Article =
La Suède et la Terre sainte : image et réalité
15À partir de l’instauration du christianisme en Suède (à l’exclusion du siècle qui suit la Réforme), l’essence du contact entre la Suède et la Terre sainte réside dans le pèlerinage religieux. La preuve la plus ancienne en est constituée par des pierres runiques médiévales sur lesquelles est gravé le nom de Jérusalem, en souvenir de croisés qui ne sont pas revenus. Le plus célèbre des premiers pèlerins est Sainte-Brigitte, fondatrice de l’Ordre du Saint-Sauveur, qui se rend à Jérusalem en 137223. Le pèlerinage est aboli au xvie siècle ; il n’est repris qu’au xviiie siècle, dans la lignée de la première traduction complète en suédois de l’Ancien et du Nouveau Testament, des influences bibliques sur la culture littéraire et de l’époque des Lumières24. Les disciples d’Emmanuel Swedenborg, un scientifique, mystique chrétien, philosophe et théologien suédois (1688-1772), créent les sociétés swedenborgiennes peu après sa mort. Ces dernières forment la base de l’Église de la Nouvelle Jérusalem (aussi connue sous le nom de Nouvelle Église, ou Swedenborgiens) en Angleterre (à partir de 1788) et aux États-Unis (à partir de 1817). La théologie de Swedenborg diffère de celle de l’Église luthérienne, même s’il ne la quitte à aucun moment. Il interprète les Écritures comme étant la parole même de Dieu et croit que ses écrits seront les fondements d’une « Nouvelle Église » qu’il relie à la Nouvelle Jérusalem de la Révélation25. Au début du xviiie siècle, trois expéditions scientifiques envoyées en Terre sainte par le roi Charles XII, et la visite en 1751 du botaniste Frederik Hasselquist, un disciple de Carl von Linnaeus, ouvrent la voie à une autre catégorie de visiteurs26.
16Dans l’attachement suédois à la Terre sainte, tout à fait comme dans le cas des Américains, on doit voir une expression culturelle de géopiété, le lien entre la conscience territoriale et le concept de sainteté, même si avant le xixe siècle le concept de Terre sainte demeure, pour la majorité des Suédois, un mythe abstrait et lointain. Le concept américain de Terre sainte, tel qu’il est suggéré par Vogel, lié au contexte dual d’espace et de passé, trouvant sa place dans les esprits dans les catégories de « représentation/réalité », et apparaissant comme une prise en considération « géopieuse » spécifique de la Terre sainte27, correspond à partir de ce moment à bien des égards au concept de Terre sainte présent chez les Suédois.

Données enregistrées =
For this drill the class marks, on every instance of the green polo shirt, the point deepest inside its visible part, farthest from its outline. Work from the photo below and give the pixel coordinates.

Tâches à réaliser =
1 - D'après l'article, pourquoi le nom de Jérusalem est-il gravé sur des pierres runiques médiévales ? Répondez en une à trois phrases.
2 - Reproduisez sans aucune modification le passage de l'article qui va de « 16Dans l’attachement suédois » jusqu'à « chez les Suédois. » inclus.
Appuyez-vous uniquement sur l'article pour répondre.

Réponses aux exercices =
1 - Le nom de Jérusalem y est gravé en souvenir de croisés qui ne sont pas revenus. Ces pierres constituent la preuve la plus ancienne du pèlerinage religieux qui relie la Suède à la Terre sainte.

2 -
16Dans l’attachement suédois à la Terre sainte, tout à fait comme dans le cas des Américains, on doit voir une expression culturelle de géopiété, le lien entre la conscience territoriale et le concept de sainteté, même si avant le xixe siècle le concept de Terre sainte demeure, pour la majorité des Suédois, un mythe abstrait et lointain. Le concept américain de Terre sainte, tel qu’il est suggéré par Vogel, lié au contexte dual d’espace et de passé, trouvant sa place dans les esprits dans les catégories de « représentation/réalité », et apparaissant comme une prise en considération « géopieuse » spécifique de la Terre sainte27, correspond à partir de ce moment à bien des égards au concept de Terre sainte présent chez les Suédois.